→ **Set exercise 1**: Write out, word for word, the stretch of the Wild Mind interview from "Conversation between Gianluigi" through "both mind and brain.".

→ **Page excerpt**:
Wild Mind

Conversation between Gianluigi Ricuperati and Shinichi Nakazawa 
Photographs by Delfino Sisto Legnani

“Something ‘untamed’ is something delicate, elaborate and elegant. The untamed mind has nothing to do with what is rough, boorish or violent. It is not pretentious, and not fashionable. Yet it is endlessly refined. In a word, this untamed wildness is noble,” says the exhibition director. “This elegant nobility is embedded in every form of life. Take a look at nature in its primary state. With perfect bodily structures and soft motions, even when engaged in predatory behaviour, its attacks too, are graceful,” he continues.  “The same noble wildness exists in the human mind and brain. Or rather, it was this wildness that gave birth to both mind and brain.
A new-born, wild and untamed mind moves through the forest of brain neurons with the movements of a tiger. Human sensation and thought interrelate both actively and multidimensionally.

However, with the revolution in agriculture, untamed wildness has lost its liberty. Our sense submitted to the rule of aesthetic standards, and thought became dominated by rationality. Trends of civilization came to replace wild beauty, and untamed thinking subordinated itself to the ‘tamed mind’. It is the logic of domesticated animals. Senses and thoughts of the wild were pushed to the margins. We now realize we must retrieve these untamed senses and thoughts, and bring them back. We can discover ways of access. You need only be equipped with a certain ‘tact’, and then you will find it. But bear in mind ‘something wild’ is not fashionable, but it is elegant.” 

These words provided our entrance to the Wild: Untamed Mind exhibition, held at 21_21 Design Sight in Tokyo last autumn. Philosopher and anthropologist Shinichi Nakazawa is the Exhibition Director. Nakazawa is known for fieldwork-based, interdisciplinary research into various places and times. Even in the contemporary age, which tends towards logic and reason, the perceptions of the “untamed mind” are not quite lost. 

Gianluigi Ricuperati: How would you define the correct ways to identify “wild minds” across the planet? Would you please name three of them? One that’s very well known, one that’s dead and one that’s totally unknown but worth us all discovering?

Shinichi Nakazawa: Very well-known: A well-known case would be unconventionality or eccentricity. Being unconventional means being free of common sense. That naturally encourages the “untamed mind” to rise up within a person. I believe a means to foster such indiscretion is Zen. Dead: One of many possible examples from the dead is the “wisdom” found in ancient religion. However, such concepts can continue into the religions of today. Totally unknown but worth us all discovering: Thirdly, there was the intellectual operation the Ancient Greeks called “lemma”, as opposed to “logos”.

GR: I believe there’s such a thing as a “cross-disciplinary code” that works as a bridge-the-gap tool to connect different disciplines and mindsets. The only thing is that it’s not a tool but an ethos, a way of behaving. Do you agree?

→ **Supplied records**:
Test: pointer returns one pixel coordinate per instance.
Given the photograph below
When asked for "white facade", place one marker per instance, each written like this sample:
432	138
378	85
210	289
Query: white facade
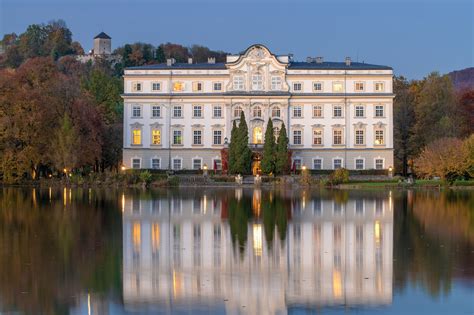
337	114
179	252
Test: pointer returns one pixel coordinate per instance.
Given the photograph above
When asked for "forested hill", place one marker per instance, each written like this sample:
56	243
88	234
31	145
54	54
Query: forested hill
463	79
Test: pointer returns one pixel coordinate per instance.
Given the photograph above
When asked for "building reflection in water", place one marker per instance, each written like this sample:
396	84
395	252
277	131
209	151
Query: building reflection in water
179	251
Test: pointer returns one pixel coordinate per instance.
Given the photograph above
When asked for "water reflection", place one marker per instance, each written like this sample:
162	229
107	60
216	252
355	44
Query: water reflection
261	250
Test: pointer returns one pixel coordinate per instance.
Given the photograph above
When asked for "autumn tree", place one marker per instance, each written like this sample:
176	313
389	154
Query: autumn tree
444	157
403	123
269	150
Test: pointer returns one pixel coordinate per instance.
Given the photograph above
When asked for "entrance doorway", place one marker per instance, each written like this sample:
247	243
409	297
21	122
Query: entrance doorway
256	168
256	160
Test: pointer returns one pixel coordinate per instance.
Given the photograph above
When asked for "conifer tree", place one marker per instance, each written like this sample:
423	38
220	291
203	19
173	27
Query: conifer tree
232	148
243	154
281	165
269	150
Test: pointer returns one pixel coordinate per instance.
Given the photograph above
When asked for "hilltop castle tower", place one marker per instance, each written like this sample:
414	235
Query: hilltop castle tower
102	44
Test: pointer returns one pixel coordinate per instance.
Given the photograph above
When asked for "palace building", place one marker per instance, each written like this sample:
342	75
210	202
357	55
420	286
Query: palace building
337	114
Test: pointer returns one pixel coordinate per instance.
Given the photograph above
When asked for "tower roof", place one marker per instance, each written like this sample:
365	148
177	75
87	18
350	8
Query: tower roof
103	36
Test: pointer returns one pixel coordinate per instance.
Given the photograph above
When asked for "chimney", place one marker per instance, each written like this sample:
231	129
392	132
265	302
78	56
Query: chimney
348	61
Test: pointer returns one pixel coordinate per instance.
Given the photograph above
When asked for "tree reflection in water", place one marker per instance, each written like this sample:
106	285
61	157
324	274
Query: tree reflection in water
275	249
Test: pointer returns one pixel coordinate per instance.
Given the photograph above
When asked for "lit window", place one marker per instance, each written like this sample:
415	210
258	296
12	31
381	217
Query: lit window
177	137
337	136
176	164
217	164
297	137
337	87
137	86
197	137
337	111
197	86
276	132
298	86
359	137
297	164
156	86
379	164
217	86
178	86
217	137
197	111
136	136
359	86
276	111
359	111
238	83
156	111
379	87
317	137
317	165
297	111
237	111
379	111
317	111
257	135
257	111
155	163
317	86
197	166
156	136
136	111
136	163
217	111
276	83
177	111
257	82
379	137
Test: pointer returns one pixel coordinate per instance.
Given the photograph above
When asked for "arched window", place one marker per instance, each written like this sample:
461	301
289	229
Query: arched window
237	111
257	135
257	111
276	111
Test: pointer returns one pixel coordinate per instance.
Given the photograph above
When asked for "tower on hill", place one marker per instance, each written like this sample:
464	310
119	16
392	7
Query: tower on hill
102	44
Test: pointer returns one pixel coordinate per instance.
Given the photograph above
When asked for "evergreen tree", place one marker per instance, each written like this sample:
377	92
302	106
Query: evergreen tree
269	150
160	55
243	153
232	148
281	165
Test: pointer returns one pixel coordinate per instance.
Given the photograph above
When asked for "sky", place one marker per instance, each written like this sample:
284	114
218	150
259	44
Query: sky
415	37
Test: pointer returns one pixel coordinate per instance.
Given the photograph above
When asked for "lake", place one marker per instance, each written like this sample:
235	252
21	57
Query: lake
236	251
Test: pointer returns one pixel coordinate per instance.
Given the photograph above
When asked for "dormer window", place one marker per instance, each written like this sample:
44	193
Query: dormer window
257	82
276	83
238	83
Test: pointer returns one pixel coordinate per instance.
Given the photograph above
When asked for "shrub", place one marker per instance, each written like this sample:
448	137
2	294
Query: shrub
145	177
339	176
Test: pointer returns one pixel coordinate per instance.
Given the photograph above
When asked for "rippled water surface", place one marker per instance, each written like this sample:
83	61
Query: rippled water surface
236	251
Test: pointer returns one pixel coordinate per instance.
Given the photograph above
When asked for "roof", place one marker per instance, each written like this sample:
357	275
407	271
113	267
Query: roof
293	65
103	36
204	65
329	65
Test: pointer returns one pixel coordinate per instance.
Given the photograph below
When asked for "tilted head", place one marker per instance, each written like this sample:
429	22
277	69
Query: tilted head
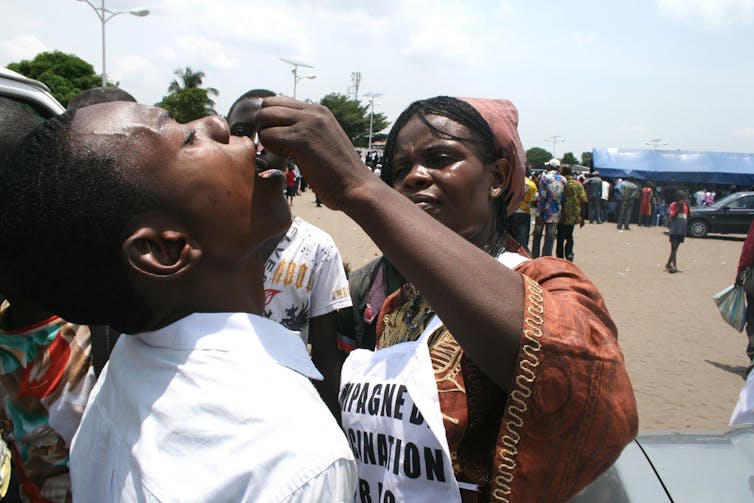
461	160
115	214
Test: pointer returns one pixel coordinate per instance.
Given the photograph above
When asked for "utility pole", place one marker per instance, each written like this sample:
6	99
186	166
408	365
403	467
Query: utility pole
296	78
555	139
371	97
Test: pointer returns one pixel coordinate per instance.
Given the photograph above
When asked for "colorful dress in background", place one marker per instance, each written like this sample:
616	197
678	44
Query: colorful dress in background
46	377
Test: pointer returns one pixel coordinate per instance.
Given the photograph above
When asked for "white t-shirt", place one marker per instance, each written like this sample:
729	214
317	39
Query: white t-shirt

...

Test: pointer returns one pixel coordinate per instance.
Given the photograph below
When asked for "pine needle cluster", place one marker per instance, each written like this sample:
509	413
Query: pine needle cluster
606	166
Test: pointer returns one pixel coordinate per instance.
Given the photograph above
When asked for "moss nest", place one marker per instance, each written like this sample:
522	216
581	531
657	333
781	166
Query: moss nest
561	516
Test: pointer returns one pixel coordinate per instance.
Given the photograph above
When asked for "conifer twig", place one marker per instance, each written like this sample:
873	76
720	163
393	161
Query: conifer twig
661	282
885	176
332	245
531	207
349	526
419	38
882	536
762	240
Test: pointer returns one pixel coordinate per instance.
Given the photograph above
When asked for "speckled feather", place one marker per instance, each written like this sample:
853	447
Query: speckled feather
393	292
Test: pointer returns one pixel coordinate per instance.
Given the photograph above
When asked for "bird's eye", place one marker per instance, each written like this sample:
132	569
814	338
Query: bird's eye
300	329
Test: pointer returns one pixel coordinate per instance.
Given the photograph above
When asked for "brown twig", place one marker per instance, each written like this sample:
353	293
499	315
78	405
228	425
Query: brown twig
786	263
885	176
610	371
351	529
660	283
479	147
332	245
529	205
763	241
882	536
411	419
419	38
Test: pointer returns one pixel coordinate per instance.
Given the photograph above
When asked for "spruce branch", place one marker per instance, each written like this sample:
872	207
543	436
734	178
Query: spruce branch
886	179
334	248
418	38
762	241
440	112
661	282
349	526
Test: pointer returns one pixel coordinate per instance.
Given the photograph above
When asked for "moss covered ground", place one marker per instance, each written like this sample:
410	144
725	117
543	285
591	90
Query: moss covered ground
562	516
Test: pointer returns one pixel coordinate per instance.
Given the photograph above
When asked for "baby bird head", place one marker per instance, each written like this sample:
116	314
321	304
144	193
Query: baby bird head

...

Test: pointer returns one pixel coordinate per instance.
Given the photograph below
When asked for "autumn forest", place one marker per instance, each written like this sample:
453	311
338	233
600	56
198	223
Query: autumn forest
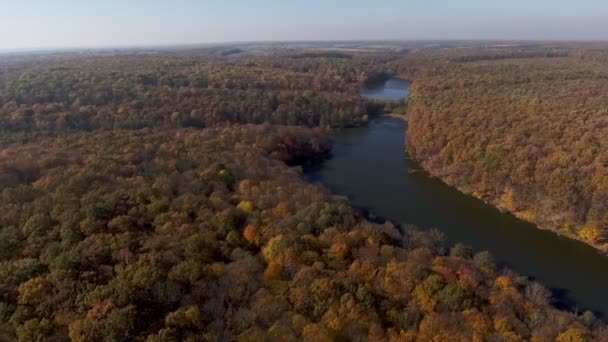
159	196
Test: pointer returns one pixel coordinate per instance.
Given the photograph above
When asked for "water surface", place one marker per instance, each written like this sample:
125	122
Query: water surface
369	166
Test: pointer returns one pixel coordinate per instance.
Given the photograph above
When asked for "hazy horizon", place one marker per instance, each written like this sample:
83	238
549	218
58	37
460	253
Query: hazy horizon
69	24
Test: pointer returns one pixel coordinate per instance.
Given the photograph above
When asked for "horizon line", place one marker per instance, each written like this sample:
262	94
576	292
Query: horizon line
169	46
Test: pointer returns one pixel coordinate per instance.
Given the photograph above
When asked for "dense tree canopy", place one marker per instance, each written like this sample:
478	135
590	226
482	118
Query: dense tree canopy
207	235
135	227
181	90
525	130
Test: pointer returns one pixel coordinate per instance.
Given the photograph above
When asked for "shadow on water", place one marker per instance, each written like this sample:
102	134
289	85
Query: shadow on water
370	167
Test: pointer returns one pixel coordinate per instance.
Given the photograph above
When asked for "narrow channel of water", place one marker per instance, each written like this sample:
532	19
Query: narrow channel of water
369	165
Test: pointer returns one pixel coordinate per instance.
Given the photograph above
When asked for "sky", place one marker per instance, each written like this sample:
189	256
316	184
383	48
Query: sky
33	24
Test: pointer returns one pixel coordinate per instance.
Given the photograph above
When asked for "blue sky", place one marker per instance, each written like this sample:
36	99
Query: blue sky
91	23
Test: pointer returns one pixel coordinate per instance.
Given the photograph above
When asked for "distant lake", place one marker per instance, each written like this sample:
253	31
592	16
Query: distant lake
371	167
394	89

→ **Set exercise 2**: Count the lines of the records that contain the string "dense", and give only that number.

→ **Final answer 1**:
Conversation between Gianluigi Ricuperati and Shinichi Nakazawa 
Photographs by Delfino Sisto Legnani

“Something ‘untamed’ is something delicate, elaborate and elegant. The untamed mind has nothing to do with what is rough, boorish or violent. It is not pretentious, and not fashionable. Yet it is endlessly refined. In a word, this untamed wildness is noble,” says the exhibition director. “This elegant nobility is embedded in every form of life. Take a look at nature in its primary state. With perfect bodily structures and soft motions, even when engaged in predatory behaviour, its attacks too, are graceful,” he continues.  “The same noble wildness exists in the human mind and brain. Or rather, it was this wildness that gave birth to both mind and brain.

→ **Final answer 2**: 2